**Exercise requirements**
Determine how many lines in the entries below contain "instance", and output that number alone.

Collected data

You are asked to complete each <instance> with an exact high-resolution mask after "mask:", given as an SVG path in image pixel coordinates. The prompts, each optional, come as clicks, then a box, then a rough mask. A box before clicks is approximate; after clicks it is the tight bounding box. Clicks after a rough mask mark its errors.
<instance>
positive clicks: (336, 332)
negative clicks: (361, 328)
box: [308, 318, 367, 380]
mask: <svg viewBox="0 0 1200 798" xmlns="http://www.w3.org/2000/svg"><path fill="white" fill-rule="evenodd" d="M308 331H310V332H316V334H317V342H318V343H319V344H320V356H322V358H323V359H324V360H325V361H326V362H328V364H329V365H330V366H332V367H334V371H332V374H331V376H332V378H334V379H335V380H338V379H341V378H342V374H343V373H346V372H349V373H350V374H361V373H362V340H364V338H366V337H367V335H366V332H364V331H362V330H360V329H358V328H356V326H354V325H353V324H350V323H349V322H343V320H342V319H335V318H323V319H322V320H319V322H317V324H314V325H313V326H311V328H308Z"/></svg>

**The completed task**
2